→ **TASK**: Rewrite the lines below, swapping "pixel coordinates" for "image coordinates" wherever it occurs and leaving everything else untouched.

→ **DATA LISTING**:
= = = =

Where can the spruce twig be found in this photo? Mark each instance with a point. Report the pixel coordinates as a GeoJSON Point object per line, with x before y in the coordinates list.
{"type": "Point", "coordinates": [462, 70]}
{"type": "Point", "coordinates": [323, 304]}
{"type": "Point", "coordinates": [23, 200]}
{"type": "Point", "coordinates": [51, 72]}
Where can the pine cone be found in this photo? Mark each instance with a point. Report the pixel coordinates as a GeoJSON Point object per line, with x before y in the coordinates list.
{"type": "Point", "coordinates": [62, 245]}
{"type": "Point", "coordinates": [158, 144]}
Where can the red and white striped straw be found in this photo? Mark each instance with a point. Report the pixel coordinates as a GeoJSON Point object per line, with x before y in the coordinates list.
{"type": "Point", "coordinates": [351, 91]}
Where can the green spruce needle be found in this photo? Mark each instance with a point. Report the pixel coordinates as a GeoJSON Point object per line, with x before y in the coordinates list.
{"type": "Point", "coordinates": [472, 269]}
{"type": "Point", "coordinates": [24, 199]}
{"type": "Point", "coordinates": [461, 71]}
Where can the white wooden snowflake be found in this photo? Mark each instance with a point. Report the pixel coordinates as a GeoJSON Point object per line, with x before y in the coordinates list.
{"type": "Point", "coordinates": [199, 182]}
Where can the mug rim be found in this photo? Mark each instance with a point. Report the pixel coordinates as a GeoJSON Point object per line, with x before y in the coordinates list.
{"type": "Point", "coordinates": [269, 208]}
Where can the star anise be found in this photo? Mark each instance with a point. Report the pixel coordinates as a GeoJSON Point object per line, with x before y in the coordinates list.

= = = =

→ **FULL RESPONSE**:
Where can the spruce twig be found in this photo? Mark each instance with a point. Report the image coordinates as a GeoJSON Point object per line, with x before y in the coordinates list.
{"type": "Point", "coordinates": [462, 70]}
{"type": "Point", "coordinates": [323, 304]}
{"type": "Point", "coordinates": [23, 200]}
{"type": "Point", "coordinates": [51, 72]}
Where can the pine cone be found in this photo? Mark each instance with a point. Report the image coordinates as a GeoJSON Point object per line, with x before y in the coordinates list.
{"type": "Point", "coordinates": [62, 245]}
{"type": "Point", "coordinates": [158, 144]}
Where can the red and white striped straw be found in this photo? Mark each instance with a point. Report the image coordinates as a GeoJSON Point object per line, with x before y in the coordinates list.
{"type": "Point", "coordinates": [351, 91]}
Where can the green spruce needle be found in this photo? Mark each instance with a point. Report the image coordinates as a GeoJSON Point object per line, with x before y in the coordinates list.
{"type": "Point", "coordinates": [472, 269]}
{"type": "Point", "coordinates": [24, 199]}
{"type": "Point", "coordinates": [461, 71]}
Where can the white wooden snowflake be found in this photo? Mark each instance with a point. Report the image coordinates as a GeoJSON Point object per line, with x before y in the coordinates list.
{"type": "Point", "coordinates": [199, 182]}
Where can the mug rim be found in this photo? Mark each instance with a point. Report the image coordinates as a GeoJSON Point object per line, with x before y in the coordinates list.
{"type": "Point", "coordinates": [269, 208]}
Where can the star anise be found in this photo? Mark each instance with a point. Report the image coordinates as a GeoJSON Point object per line, with x before y in the coordinates list.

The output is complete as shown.